**Instructions to follow**. For each line below that includes the string "logo", show the whole line.

[Recorded data]
++++++
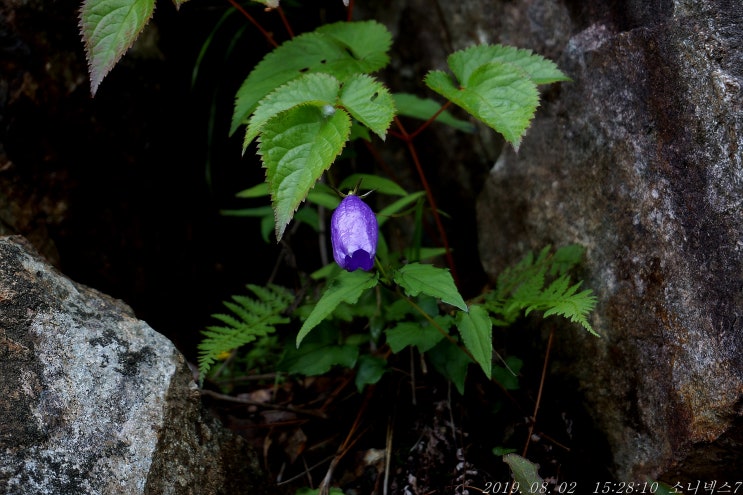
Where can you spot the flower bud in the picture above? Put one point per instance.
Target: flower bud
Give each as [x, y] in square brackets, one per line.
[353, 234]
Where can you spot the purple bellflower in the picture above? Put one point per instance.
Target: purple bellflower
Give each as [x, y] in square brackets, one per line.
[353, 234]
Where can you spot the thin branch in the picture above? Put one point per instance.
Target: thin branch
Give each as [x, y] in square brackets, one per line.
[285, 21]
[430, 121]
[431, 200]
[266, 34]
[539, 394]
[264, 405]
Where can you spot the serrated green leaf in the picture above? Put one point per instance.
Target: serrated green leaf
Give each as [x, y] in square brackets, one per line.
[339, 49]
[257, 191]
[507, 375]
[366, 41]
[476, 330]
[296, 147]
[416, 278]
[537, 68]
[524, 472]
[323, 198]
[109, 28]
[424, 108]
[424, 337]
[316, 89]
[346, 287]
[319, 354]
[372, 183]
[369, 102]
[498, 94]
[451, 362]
++++++
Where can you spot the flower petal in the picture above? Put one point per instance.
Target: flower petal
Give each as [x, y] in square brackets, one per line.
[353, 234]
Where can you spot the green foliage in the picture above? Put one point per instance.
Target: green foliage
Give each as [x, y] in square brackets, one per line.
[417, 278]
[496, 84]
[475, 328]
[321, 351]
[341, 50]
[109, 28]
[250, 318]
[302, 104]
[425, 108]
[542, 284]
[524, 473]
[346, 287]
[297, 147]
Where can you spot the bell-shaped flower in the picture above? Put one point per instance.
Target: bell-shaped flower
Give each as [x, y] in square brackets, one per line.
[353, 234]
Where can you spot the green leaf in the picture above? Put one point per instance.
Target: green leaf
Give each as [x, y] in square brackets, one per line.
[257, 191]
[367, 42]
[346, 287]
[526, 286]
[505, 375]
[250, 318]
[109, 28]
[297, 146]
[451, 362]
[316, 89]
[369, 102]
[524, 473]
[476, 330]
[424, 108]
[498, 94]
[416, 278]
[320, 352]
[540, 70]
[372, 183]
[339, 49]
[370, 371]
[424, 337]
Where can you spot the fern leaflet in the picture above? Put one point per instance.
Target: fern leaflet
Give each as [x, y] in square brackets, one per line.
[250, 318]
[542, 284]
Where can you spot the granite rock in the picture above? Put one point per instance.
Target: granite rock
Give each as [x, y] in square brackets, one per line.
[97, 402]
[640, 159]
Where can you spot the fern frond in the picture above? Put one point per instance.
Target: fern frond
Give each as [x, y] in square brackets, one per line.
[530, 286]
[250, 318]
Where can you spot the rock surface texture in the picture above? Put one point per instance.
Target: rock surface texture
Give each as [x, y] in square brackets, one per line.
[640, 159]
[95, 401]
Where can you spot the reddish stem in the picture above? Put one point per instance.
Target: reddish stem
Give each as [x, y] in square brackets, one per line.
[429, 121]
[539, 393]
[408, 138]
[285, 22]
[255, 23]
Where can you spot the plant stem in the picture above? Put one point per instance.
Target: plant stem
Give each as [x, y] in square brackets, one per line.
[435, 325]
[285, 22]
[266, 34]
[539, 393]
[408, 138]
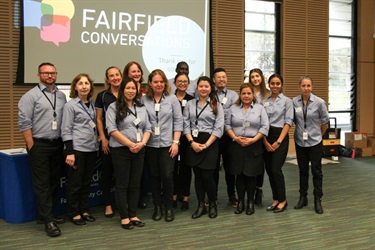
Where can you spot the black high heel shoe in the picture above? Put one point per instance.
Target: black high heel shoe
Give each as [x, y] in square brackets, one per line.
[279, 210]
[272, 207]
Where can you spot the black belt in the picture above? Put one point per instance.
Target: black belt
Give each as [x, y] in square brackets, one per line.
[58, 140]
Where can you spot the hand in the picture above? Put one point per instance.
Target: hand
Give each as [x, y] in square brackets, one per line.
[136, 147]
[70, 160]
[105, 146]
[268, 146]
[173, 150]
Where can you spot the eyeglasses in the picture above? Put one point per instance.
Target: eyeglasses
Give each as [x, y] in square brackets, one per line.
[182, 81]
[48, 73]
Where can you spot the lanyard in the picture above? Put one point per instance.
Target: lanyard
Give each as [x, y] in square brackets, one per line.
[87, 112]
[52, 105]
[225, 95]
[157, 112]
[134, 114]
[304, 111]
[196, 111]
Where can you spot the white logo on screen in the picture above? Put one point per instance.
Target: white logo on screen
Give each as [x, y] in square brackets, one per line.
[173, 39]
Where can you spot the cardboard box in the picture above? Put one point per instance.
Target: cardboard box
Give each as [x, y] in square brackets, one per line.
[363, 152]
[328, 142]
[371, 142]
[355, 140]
++++++
**Reply**.
Where can you spot the white logo on screen in the picture above? Put one point per instance.
Target: white logo on screen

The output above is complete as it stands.